[Working data]
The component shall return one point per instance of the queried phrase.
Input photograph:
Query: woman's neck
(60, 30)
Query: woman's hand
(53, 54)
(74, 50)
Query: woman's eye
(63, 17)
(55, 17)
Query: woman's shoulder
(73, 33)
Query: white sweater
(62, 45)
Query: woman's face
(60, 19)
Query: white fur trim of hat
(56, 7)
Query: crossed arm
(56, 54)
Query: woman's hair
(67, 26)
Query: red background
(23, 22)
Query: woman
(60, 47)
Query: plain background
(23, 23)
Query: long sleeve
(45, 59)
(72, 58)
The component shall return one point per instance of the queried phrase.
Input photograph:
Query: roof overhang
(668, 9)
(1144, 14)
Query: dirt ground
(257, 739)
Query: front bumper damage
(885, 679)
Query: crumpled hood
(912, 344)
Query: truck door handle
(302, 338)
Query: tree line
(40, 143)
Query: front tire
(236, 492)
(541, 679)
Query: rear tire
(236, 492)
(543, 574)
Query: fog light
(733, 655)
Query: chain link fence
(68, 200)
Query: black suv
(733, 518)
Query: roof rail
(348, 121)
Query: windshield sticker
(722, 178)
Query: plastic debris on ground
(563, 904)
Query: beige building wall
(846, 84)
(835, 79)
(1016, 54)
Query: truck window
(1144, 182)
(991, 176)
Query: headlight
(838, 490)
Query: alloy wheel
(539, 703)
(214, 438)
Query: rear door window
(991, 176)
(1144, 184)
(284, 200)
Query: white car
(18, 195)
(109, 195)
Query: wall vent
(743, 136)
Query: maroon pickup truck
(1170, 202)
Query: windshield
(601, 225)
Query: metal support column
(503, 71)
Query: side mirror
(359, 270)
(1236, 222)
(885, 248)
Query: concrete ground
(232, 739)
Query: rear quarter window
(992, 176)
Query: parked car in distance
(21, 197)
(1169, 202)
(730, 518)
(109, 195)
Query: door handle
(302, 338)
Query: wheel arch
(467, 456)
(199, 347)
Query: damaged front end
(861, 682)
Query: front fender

[Required work]
Each record above should be returned exactly as it appears.

[In response]
The component shall return one point per instance of the queried phrase.
Input photograph:
Query: woman's neck
(60, 30)
Query: woman's hand
(53, 54)
(74, 50)
Query: woman's eye
(63, 17)
(55, 17)
Query: woman's shoulder
(73, 33)
Query: white sweater
(62, 45)
Query: woman's face
(60, 19)
Query: white fur trim of hat
(56, 7)
Query: crossed arm
(56, 54)
Query: woman's hair
(67, 26)
Query: red background
(23, 22)
Query: woman
(60, 47)
Query: plain background
(23, 23)
Query: long sleeve
(45, 59)
(72, 58)
The component shall return one point per instance of the queried phrase.
Input photograph:
Query: roof overhang
(668, 9)
(1144, 14)
Query: dirt ground
(257, 739)
Query: front bumper damage
(885, 679)
Query: crumpled hood
(912, 344)
Query: truck door handle
(302, 338)
Query: tree line
(40, 143)
Query: front tire
(236, 492)
(541, 679)
Query: rear tire
(236, 492)
(543, 574)
Query: fog light
(733, 655)
Query: chain link fence
(68, 200)
Query: black suv
(733, 518)
Query: roof rail
(348, 121)
Query: windshield sticker
(722, 178)
Query: plastic debris on ground
(563, 904)
Query: beige building wall
(846, 84)
(835, 79)
(1016, 54)
Query: truck window
(1144, 182)
(991, 176)
Query: headlight
(838, 490)
Query: alloy wheel
(539, 703)
(214, 438)
Query: rear door window
(991, 176)
(1144, 184)
(284, 200)
Query: white car
(18, 195)
(109, 195)
Query: wall vent
(743, 136)
Query: maroon pickup truck
(1170, 202)
Query: windshield
(601, 225)
Query: metal support column
(503, 71)
Query: side mirror
(359, 270)
(1236, 222)
(885, 248)
Query: concrete ground
(232, 739)
Query: rear quarter window
(992, 176)
Query: parked car in distance
(21, 197)
(1169, 202)
(730, 518)
(109, 195)
Query: door handle
(302, 338)
Query: wheel arch
(467, 456)
(199, 347)
Query: damaged front end
(861, 682)
Query: front fender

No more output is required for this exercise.